> [PAGE TEXT]
####
Vote for your Brighton Team of the Decade: Centre Back

In case you hadn’t heard or realised, the 2010’s are coming to an end. It’s been quite the decade for Brighton and Hove Albion with the Amex Stadium opening, two promotions and the realisation of the dream of Premier League football.

All of that success has been delivered by some excellent footballers. To recognise that fact, we’re putting together a Brighton Team of the Decade made up players selected by your votes. They’ll be lining up in the 4-4-2 of Chris Hughton’s Championship promotion season and the full team will be revealed before the clock strikes midnight to reign in the 2020’s.



Centre Back

This is where the real fun begins. Our third vote for the WAB Team of the Decade is for centre back, where you can make two selections from the eight man shortlist. The two players with the most votes will make up our defensive partnership.

It’s a position in which we’ve had some serious talents over the past 10 years. Homegrown players, full internationals, a bloke who was compared to a rock star and even England’s joint top scorer from the 2010 World Cup have pulled on the stripes.

Adam El-Abd
Oh how we laughed when shortly after his appointment as Albion boss, Gus Poyet decreed Adam El-Abd to be the best defender the club had. El-Abd had been a square peg in a round hole playing at right back, left back and in central midfield since his debut in 2003. What had Poyet been smoking to make such a judgement everyone wondered?

Turned out that Gus was right, of course. El-Abd went onto be crowned Player of the Year in the 2010-11 League One title winning season, beating the likes of Elliott Bennett, Glenn Murray and Liam Bridcutt to the award. He became a full Egyptian international and was transformed from a bald headed thug whose short back passes were a thing of legend to a cultured centre half who was comfortable in possession. It was astonishing.
####
Entries pointing to named objects
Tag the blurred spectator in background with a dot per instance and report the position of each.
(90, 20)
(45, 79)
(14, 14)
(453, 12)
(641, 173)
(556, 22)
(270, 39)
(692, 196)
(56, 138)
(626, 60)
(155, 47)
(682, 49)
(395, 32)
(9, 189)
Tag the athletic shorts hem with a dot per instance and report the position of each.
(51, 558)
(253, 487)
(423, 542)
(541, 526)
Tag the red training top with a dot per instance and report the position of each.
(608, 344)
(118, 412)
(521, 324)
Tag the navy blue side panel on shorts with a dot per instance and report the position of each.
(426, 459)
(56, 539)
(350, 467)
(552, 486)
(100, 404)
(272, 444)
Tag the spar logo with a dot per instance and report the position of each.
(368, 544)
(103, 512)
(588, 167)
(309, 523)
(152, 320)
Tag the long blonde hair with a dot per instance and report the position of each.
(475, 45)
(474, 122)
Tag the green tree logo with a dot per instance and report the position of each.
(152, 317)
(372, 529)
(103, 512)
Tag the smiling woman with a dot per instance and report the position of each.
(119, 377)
####
> [TASK]
Carry on the article about voting for Brighton's Team of the Decade centre backs, picking up right after its last sentence. These records come from a different source than the text.

> [RESULT OF THIS EXERCISE]
Tommy Elphick
Poor Tommy Elphick. He surely would have played many more times for the Albion had he not ruptured his Achilles tendon in the final game of the 2010-11 away at Notts County. It was an injury that required two operations and ruled him out for 14 months, by which point a teenager called Lewis Dunk had overtaken him in the pecking order. Needing first team football to get his career back on track, Elphick left for Plucky Little Bournemouth in the summer of 2012.

Yet before his departure, Elphick still managed to make a very big contribution to Brighton’s successful start to the decade, racking up 35 appearances in the 2010-11 campaign for Poyet’s champions.

Lewis Dunk
When Poyet handed youth team defender Lewis Dunk his senior debut away at MK Dons in April 2010, little did we know that we were watching a future Albion captain and England international.

What’s made Dunk’s rise to the top even more impressive is that it hasn’t always been plain sailing. Not only was there the spot of bother with the law which he was ultimately cleared of, but it also tends to go forgotten that he hardly played across the 2012-13 and 2013-14 campaigns. Then, after one good season in 2014-15, he tried to force through a summer move to Fulham by handing in a transfer request.

Rejecting that request was one of the best things that Tony Bloom has ever done as Albion chairman. There’s been no stopping Dunk since as he’s become of the finest centre backs in the country with 285 Brighton appearances to his name to date. Barring any major injury problems, he’ll join a select band of players to have represented the Seagulls 300 times before the end of this season. One of our own.

Gordon Greer
Criminally underrated by certain Brighton fans, Gordo captained the Albion to the League One title and two top six finishes in the Championship. Only two other skippers in Brighton history can touch those achievements – Brian Horton and Bruno. That’s not bad company to be in.

Greer’s signing from Swindon Town in the summer of 2010 for £250,000 proved to be a bargain bit of business. He was instantly installed as skipper by Poyet and was the first true ball playing centre half that many of us had seen, making him crucial to the way we played in the first half of the decade.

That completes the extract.